- SELECTED PASSAGE
— Start —
The directors of U.S. Oil and Gas plc (the “Directors”) are pleased to announce that USOIL’s application to PLUS Markets plc for its ordinary shares of €0.0001 each (the “Ordinary Shares”) to be admitted to trading has been approved and that 26,579,262 Ordinary Shares have today been admitted to trading on PLUS-quoted.
USOIL is an oil exploration company, which holds the entire share capital of US based oil and gas company Major Oil International LLC (“Major Oil”). Major Oil has acquired, and intends to acquire, rights to exploration and development acreage in two high potential resource areas in Hot Creek Valley, Nye County, which is adjacent to the oil and gas rich Railroad Valley area of Nevada, both of which are part of the Sevier Thrust (also known as the Mississippian Antler foreland basin) of central Nevada and western Utah.
The Company has raised £315,805 before expenses through a placing (the “Placing”), giving the Company a market capitalisation of £1,328,963 at the placing price of 5p (“the Placing Price”). The funds raised are intended to be used as working capital for the Group’s early stage development and, in particular, to complete gravity/seismic studies, geophysical studies and regional well log analysis with a view to firming up potential resources and, in due course, farming out the drilling on the Group’s leases. SVS Securities plc is the Company’s PLUS Corporate Adviser and broker.
Brian McDonnell, Managing Director of USOIL said: “The PLUS admission is the culmination of 3 years of work on the Nevada area by the Directors and will provide us with a platform to share our progress as we enter the next phase of exploration in the Hot Creek Valley. This initial injection of capital will allow us to further our understanding of this area, which we believe has the potential to be rich in hydrocarbons. We look forward to updating the market in due course.”
DESCRIPTION OF THE BUSINESS ACTIVITIES AND STRATEGIES OF USOIL
The Directors have no current plans for Major Oil to become an operator in its own right but intend to acquire leases in attractive locations at an early stage in the development cycle. The intention of the Directors is to build on the Group’s current exploration base and bring new opportunities to the preproduction stage as well as identifying strategic partners to jointly develop or sell target assets. Major Oil will seek to fully explore and develop its prospective acreage and will work with established major operators to convert exploration lease acreage to long-term production acreage as successfully drilled sections are unitised. The Directors believe that, using the latest technology available, USOIL will be able to develop its resource opportunities in a highly cost- and time-efficient manner.
— End —
- DIRECTIONS
1. How much money did the placing raise before expenses, according to the U.S. Oil and Gas announcement?
2. Carry on the U.S. Oil and Gas announcement from its final sentence.
The data that follows has no connection to the U.S. Oil and Gas announcement.

- DATASET CONTENT
— Start —
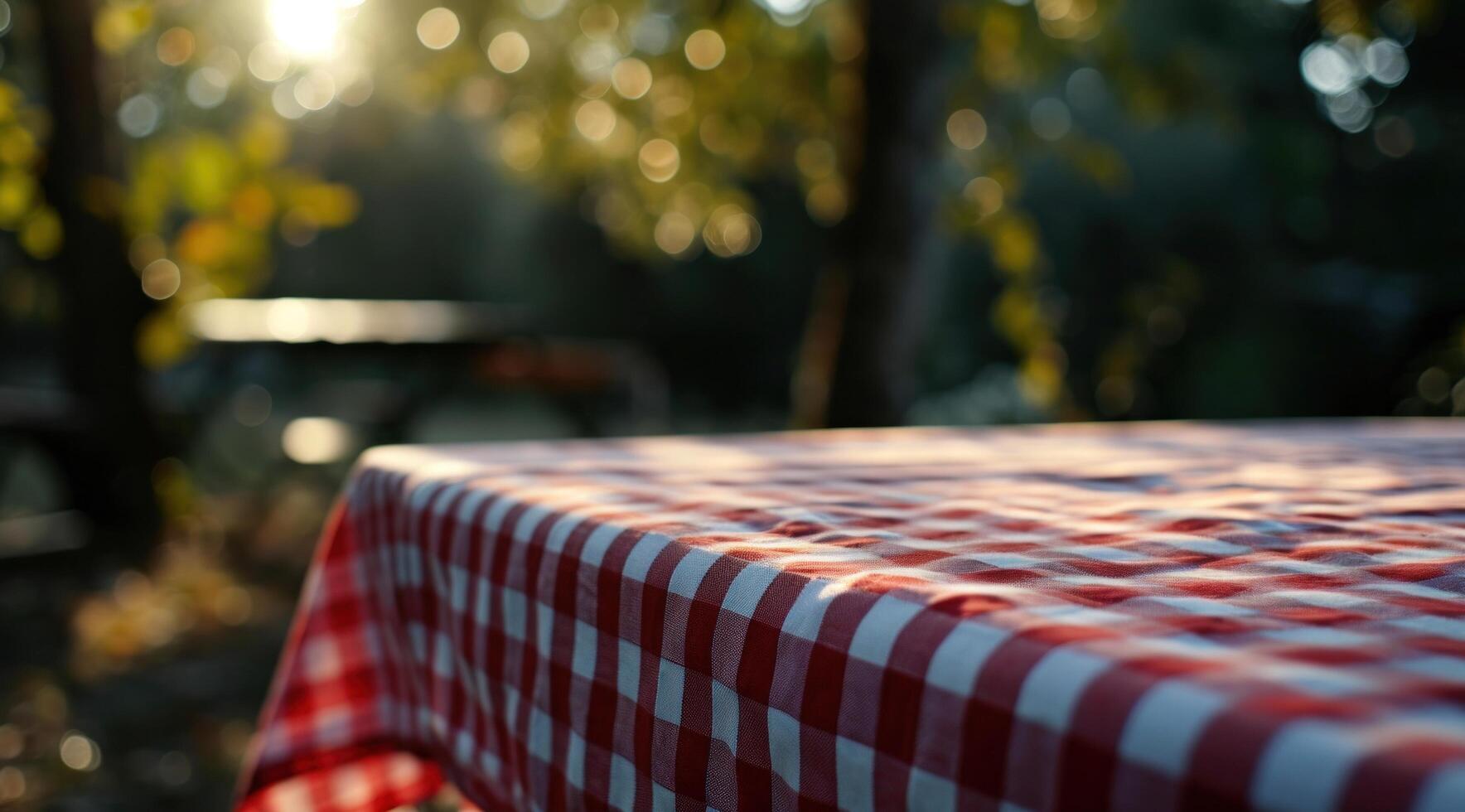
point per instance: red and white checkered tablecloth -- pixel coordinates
— End —
- RESULTS OF THE EXERCISE
1. £315,805

2.
Through Major Oil, USOIL has acquired leases in Hot Creek Valley, Nevada, part of the Sevier Thrust. The Directors consider that the Sevier Thrust, which covers central Nevada and western Utah, has the potential to become one of the United State’s most prolific oil regions. Hot Creek Valley has easy road access, being adjacent to U.S. Highway 6. Nevada has a developed infrastructure for the processing of oil and gas, and there are suitable facilities for oil and gas processing near Hot Creek Valley. The leases give USOIL the exclusive right to drill for, mine, extract, remove and dispose of all oil and gas (except Helium) in its claim area. These rights are subject to applicable laws, and the terms, conditions and any other special conditions attached to the lease. Additionally, the Directors have established relationships with the key entities in the target region.
In the opinion of the Directors, Nevada has all the ingredients to form giant oil and gas fields, having world- class source and reservoir rocks and structures. The 50 million barrels produced to date from Nevada’s commercial oil seeps, and the Covenant Field with an estimated 896 million barrels in central Utah, provide strong evidence that oil has been generated and preserved in commercial accumulation in this fold-and-thrust belt province.
Railroad Valley, 20 miles from the USOIL lease area, is a large basin in east-central Nevada, adjacent to Hot Creek Valley. For more than 20 years Railroad Valley, Nevada, has been the site of some of the most prolific onshore oil wells in the USA, with two neighbouring wells in Railroad Valley producing in excess of 21 million barrels of oil, but ongoing exploration is severely restricted by the lack and complexity of subsurface and surface data and uncertain structural relationships.
Two wells drilled by Petroleum Corporation of Nevada since 1992 have dramatically increased the oil production and recoverable reserves in the Blackburn Field, which lies 90 miles north of Hot Creek Valley. Unit No. 18 was completed in 1992 and averaged 1,367 BOPD (“barrels of oil per day”) for the first year of production. Cumulative production to July 1997 for this well was 1,050,832 barrels of oil. Unit No.19 was completed in 1994 and averaged 1,146 BOPD for the first year of production. Cumulative production to July 1997 was 760,369 barrels. The Blackburn discovery well was drilled in 1982 based on gravity, magnetic and seismic surveys. The well was completed for 346 barrels of oil and 767 BWPD (“barrels of water per day”) from Mississippian and Oligocene reservoirs.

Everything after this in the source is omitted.